* _GOALS_
1. Answer these questions from the financial notes:
(a) On what date was the reverse stock split effected, and what was its ratio?
(b) Which headquarters was downsized under the Fiscal 2013-2014 Plan?
(c) Through which fiscal year will the accrued restructuring liability for that plan be paid?
2. Rewrite part of the financial notes with "reverse stock split" swapped for "stock consolidation". Begin at the words "Note 8. Stockholders’ Equity", and stop after "reverse stock split.".

* _PAGE TEXT_
= = = = = = =

Fiscal 2013-2014 Plan
During the fourth quarter of fiscal 2013, we initiated a restructuring plan (the “Fiscal 2013-2014 Plan”) that was intended to reduce our operating expenses primarily in North America, Europe and Asia. Activities under the Fiscal 2013-2014 Plan included reductions in force and facility downsizing of our Santa Clara, California headquarters and certain international field offices. We have substantially completed the restructuring activities under the Fiscal 2013-2014 Plan as of June 27, 2014. Payment related to the accrued restructuring liability balance for this plan will be paid through fiscal 2018.
Note 8. Stockholders’ Equity
As discussed in Note 1, on June 14, 2016, we effected a 1-for-12 reverse stock split of our common stock. All share and per share data in this note have been retroactively adjusted to reflect this reverse stock split.
Stock Incentive Programs
2007 Stock Equity Plan
As of July 1, 2016, we had one stock incentive plan for our employees and nonemployee directors, the 2007 Stock Equity Plan, as amended and restated effective November 17, 2011 (the “2007 Stock Plan”). The 2007 Stock Plan provides for accelerated vesting of certain share-based awards if there is a change in control of the Company. The 2007 Stock Plan also provides for the issuance of share-based awards in the form of stock options, stock appreciation rights, restricted stock awards and units, and performance share awards and units. We have various incentive programs under the 2007 Stock Plan, including annual and long-term incentive programs (“AIP” or “LTIP”), a global equity program (“GEP”) and product development incentive programs (“PDIP”).

= = = = = = =

* _DATASET EXTRACT_

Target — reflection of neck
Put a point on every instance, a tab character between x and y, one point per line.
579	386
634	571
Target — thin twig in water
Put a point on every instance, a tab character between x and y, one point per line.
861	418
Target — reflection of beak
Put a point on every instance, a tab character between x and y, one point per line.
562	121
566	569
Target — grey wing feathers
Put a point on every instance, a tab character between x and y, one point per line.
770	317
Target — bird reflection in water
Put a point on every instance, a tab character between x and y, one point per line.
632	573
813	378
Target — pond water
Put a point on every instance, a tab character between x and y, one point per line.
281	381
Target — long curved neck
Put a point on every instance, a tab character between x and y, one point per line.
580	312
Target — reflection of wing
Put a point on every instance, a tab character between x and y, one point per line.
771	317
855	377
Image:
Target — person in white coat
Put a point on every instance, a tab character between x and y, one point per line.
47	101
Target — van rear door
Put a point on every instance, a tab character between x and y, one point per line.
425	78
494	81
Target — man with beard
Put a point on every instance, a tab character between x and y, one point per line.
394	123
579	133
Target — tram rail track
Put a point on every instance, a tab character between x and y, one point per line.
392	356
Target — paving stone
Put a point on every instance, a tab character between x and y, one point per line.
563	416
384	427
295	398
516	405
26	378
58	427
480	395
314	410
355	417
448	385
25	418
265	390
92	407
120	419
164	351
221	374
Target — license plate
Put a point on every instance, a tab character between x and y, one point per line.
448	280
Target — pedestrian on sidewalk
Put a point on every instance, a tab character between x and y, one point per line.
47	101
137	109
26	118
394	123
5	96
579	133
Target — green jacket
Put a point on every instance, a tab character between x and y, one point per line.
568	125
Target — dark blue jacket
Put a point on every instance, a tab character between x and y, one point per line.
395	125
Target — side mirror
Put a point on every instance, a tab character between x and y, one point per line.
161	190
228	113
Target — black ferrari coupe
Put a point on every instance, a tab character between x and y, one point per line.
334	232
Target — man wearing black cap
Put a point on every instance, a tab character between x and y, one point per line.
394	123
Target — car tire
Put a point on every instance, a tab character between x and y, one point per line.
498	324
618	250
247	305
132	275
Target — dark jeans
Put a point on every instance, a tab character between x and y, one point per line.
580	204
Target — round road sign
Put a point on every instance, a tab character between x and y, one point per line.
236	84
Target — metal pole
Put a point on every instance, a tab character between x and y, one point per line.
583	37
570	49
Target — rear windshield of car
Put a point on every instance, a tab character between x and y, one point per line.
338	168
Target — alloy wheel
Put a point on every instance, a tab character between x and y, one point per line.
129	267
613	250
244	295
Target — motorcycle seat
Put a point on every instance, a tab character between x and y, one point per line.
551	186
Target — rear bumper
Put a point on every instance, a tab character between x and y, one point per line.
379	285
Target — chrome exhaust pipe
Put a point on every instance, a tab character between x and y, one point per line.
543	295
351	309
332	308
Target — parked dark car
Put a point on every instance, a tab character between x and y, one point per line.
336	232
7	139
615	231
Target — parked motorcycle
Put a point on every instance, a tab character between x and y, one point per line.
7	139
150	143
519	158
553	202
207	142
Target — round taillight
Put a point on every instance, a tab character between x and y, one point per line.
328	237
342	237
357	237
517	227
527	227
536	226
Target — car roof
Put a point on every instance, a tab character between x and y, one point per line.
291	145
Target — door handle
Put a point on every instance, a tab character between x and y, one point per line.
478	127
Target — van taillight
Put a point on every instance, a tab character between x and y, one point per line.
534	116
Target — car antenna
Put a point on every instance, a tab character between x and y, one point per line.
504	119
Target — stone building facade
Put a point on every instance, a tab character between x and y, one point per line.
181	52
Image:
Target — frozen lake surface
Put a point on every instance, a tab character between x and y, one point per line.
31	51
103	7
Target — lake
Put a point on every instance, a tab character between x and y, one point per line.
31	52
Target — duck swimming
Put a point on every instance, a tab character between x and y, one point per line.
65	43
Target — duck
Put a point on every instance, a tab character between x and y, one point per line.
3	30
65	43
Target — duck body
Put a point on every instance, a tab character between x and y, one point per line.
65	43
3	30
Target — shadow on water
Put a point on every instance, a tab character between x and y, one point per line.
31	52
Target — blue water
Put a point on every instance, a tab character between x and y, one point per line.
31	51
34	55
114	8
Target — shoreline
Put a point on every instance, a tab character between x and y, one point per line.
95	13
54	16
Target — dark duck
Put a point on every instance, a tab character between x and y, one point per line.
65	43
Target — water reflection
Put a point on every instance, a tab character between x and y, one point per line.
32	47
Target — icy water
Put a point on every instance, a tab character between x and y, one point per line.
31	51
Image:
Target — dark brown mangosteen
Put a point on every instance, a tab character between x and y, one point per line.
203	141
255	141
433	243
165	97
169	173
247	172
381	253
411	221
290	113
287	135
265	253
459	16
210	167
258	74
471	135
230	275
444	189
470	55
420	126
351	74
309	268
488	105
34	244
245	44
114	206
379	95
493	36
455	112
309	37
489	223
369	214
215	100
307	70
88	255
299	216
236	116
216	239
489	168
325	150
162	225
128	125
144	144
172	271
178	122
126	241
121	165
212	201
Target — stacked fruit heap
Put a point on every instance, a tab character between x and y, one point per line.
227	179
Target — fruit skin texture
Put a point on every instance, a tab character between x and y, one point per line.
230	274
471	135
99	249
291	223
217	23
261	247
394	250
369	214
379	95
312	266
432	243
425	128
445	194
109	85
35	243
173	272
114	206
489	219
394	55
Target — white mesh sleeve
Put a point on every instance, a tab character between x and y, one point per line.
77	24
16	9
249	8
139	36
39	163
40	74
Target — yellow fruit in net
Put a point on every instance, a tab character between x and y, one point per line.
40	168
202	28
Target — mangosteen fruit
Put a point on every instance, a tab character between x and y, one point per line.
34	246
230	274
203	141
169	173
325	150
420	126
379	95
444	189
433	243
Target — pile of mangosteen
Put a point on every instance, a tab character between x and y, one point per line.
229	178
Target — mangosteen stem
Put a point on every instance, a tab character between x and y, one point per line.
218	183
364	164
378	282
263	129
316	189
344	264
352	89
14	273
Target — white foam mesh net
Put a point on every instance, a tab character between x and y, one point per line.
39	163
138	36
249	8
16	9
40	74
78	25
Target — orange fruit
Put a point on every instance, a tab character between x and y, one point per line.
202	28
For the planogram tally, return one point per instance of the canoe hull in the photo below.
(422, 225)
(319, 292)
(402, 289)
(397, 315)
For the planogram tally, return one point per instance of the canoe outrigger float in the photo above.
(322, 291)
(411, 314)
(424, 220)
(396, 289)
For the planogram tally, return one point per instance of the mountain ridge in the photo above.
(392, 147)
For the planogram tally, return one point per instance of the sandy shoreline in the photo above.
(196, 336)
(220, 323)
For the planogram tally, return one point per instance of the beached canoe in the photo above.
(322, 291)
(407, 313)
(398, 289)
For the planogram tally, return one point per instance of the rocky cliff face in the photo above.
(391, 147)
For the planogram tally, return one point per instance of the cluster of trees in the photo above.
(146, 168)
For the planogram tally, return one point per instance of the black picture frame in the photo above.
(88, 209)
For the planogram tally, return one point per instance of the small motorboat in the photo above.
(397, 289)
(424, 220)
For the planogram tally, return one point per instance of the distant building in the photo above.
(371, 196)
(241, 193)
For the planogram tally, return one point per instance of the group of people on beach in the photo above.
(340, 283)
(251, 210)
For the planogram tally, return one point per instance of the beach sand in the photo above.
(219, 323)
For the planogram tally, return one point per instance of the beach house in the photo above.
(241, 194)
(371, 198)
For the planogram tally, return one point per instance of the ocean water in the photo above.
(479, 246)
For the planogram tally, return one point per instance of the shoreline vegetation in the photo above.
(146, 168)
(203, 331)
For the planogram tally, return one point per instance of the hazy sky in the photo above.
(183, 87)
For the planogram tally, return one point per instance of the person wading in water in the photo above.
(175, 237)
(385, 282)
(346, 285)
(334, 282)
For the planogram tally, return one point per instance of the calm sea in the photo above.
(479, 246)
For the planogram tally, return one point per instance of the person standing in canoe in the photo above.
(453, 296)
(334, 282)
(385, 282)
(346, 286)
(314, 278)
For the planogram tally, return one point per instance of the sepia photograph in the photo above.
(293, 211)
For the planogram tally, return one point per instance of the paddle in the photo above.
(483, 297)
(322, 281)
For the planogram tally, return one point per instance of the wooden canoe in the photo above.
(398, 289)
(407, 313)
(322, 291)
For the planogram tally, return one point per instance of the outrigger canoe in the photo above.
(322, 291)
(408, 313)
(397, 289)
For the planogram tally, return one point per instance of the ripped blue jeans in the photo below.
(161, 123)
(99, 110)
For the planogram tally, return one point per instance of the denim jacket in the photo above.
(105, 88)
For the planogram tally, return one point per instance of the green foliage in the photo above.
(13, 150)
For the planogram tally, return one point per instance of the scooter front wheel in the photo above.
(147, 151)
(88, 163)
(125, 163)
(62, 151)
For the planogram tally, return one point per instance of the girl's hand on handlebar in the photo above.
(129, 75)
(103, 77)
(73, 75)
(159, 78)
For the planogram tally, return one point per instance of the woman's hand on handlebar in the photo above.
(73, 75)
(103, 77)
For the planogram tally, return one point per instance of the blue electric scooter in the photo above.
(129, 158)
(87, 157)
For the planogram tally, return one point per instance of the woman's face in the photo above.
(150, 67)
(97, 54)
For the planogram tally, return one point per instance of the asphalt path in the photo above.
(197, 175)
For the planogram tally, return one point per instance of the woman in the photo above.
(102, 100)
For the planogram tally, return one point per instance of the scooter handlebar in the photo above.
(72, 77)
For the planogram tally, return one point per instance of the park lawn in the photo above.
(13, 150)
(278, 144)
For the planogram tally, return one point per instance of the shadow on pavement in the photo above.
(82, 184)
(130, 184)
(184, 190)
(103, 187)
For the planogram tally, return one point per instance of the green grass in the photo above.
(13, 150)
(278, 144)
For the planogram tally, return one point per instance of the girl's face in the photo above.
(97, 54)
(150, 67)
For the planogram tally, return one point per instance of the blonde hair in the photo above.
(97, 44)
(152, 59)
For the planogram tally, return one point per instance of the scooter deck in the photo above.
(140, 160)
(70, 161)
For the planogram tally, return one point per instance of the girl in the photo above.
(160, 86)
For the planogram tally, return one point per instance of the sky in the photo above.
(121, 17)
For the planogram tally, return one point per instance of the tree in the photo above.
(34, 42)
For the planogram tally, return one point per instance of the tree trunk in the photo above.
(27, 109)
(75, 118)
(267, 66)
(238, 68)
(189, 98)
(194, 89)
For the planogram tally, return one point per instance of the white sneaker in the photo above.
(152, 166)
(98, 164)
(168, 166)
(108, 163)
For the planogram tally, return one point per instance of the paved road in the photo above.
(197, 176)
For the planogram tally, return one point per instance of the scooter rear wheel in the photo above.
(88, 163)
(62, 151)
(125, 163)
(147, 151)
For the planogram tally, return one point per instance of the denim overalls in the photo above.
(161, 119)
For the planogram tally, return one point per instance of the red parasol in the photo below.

= = = = = = =

* _RESPONSES TO THE TASKS_
1.
(a) June 14, 2016; 1-for-12
(b) Santa Clara, California
(c) Fiscal 2018

2.
Note 8. Stockholders’ Equity
As discussed in Note 1, on June 14, 2016, we effected a 1-for-12 stock consolidation of our common stock. All share and per share data in this note have been retroactively adjusted to reflect this stock consolidation.